Required action:
Could you repeat the records below exactly, without the pictures?

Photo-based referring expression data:
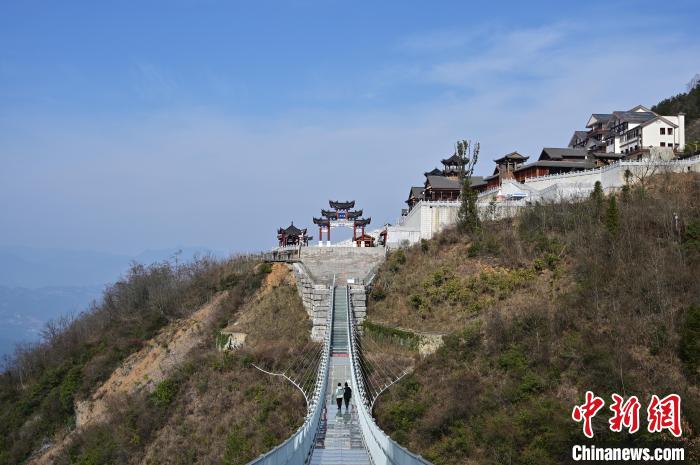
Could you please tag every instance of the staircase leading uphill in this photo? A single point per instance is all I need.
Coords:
(342, 262)
(339, 439)
(339, 336)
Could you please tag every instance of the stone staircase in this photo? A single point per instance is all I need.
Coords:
(358, 263)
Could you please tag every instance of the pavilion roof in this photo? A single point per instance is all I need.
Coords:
(292, 230)
(514, 156)
(416, 192)
(347, 205)
(454, 160)
(555, 153)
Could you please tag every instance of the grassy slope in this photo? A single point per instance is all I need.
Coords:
(214, 408)
(538, 310)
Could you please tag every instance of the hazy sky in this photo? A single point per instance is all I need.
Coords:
(134, 125)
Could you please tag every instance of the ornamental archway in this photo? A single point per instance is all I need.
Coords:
(342, 215)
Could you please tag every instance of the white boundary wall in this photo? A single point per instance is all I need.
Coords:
(427, 218)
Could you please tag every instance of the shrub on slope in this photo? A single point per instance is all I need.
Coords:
(609, 311)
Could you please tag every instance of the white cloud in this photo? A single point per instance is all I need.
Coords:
(198, 176)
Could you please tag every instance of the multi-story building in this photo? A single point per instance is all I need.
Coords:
(631, 132)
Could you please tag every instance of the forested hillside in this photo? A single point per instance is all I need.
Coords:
(601, 295)
(142, 376)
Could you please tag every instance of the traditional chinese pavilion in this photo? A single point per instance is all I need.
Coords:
(342, 214)
(292, 235)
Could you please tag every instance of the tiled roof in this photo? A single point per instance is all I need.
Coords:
(555, 153)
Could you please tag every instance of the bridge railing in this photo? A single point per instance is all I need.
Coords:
(382, 449)
(297, 449)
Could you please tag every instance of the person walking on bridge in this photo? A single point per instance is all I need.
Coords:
(339, 392)
(347, 394)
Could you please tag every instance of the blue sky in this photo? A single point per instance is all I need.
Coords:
(126, 126)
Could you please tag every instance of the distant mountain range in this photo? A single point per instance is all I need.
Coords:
(37, 285)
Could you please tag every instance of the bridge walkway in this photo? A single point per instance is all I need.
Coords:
(339, 438)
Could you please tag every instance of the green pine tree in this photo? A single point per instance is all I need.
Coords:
(468, 215)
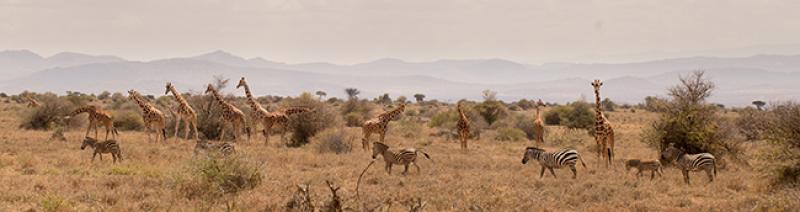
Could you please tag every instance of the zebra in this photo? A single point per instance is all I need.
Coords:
(690, 162)
(551, 160)
(654, 166)
(405, 156)
(100, 148)
(223, 148)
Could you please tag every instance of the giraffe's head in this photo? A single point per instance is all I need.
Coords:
(241, 83)
(596, 84)
(210, 89)
(132, 94)
(169, 87)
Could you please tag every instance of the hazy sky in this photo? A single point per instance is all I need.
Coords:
(352, 31)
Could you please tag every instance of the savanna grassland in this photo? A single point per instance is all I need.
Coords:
(41, 175)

Written answer:
Could you please tag every instance of the staircase leading uphill in this photo? A single point per instance is all I need.
Coords:
(342, 262)
(339, 439)
(339, 336)
Could you please tag every instance of the stone staircase in this photo? A single point per instance is all I need.
Coords:
(358, 263)
Could you please tag every instance of the pavilion roof in this photo? A single point per instance is all I need.
Coords:
(292, 230)
(514, 156)
(416, 192)
(347, 205)
(454, 160)
(555, 153)
Could you please tag every instance of the grassy slope in this photo? A single point per instance is all I need.
Coords:
(214, 408)
(538, 310)
Could you please tag every instance of the hazy sky in this photo? A single point per instance is all I need.
Coords:
(134, 125)
Could you please tag every instance of the ornamental archway in this photo? A single point per instance is all I need.
Coords:
(342, 215)
Could you please tag every instance of the white boundary wall in this photo? A single point per instance is all I need.
Coords:
(427, 218)
Could you please tag every instance of the shrub on slope in this photo? A single point per instance is all I need.
Coords:
(609, 311)
Could you please tag every instance of the white cloud in this photo? A single point per instance is all I need.
Coords:
(198, 176)
Could you please tag every instance of the multi-story building in this photo? A single point per instance is all I need.
Coords:
(631, 132)
Could you please tag every instance of the forested hillside in this photo? A single point per instance is all I need.
Coords:
(601, 295)
(142, 376)
Could you please tag every instance of the traditional chinese pavilion in this photo? A single point per instance is all I need.
Coords:
(342, 214)
(292, 235)
Could you please tag every instance of the tiled roof in this photo? A single point per instance is all I need.
Coords:
(555, 153)
Could you please tag every instance of the bridge railing in this photo? A single point per instance is all I need.
Coords:
(382, 449)
(297, 449)
Could you please tag every instance of the person walking on bridge in this photo? A single point per instance is all I need.
Coords:
(339, 392)
(347, 394)
Could you please tag every instance of the blue sky in this photo? A single point per instance is all I need.
Coords:
(126, 126)
Could you please tag every instance of the distant mountain range in this photo? A single point per instance is all I need.
Coords:
(37, 285)
Could you please tag every instance of the bridge walkway in this photo? A single point per instance is all I need.
Coords:
(339, 438)
Could you please tag every instance of the green pine tree in this photo? A single point per instance is all I need.
Coords:
(468, 215)
Could you please tag every instance of the zebra in this photo? A single point per instance is all I need.
Coords:
(690, 162)
(551, 160)
(654, 166)
(405, 156)
(100, 148)
(223, 148)
Could you please tag every instance of the giraffe's head in this photo? A single point per instance is all I need.
Coords:
(241, 83)
(596, 84)
(210, 89)
(132, 94)
(169, 87)
Could you please tag every instance of the hazy sky in this photo? A single point per instance is all I need.
Coords:
(352, 31)
Could you please tag every instance of the savanna grassland in this photo? A single point per instance is all I need.
Coords:
(41, 175)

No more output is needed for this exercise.